# What is required:
Reproduce each line below that contains the string "asked". Matching is case-sensitive.

-=-=-=-=-

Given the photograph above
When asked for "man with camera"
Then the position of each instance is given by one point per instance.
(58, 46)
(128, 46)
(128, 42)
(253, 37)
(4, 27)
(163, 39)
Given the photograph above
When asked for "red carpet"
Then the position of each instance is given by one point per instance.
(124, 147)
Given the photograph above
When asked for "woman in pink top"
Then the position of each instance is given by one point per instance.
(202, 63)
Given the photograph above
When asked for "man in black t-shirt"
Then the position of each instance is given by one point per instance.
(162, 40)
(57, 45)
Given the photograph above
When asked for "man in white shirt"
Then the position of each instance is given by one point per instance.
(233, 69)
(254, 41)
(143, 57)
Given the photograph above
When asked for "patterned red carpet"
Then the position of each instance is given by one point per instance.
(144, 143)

-=-=-=-=-

# Written response:
When asked for "man with camera"
When asked for "red carpet"
When asked for "woman in pink top"
When asked for "man in black t-shirt"
When asked for "man in white shirt"
When asked for "patterned red carpet"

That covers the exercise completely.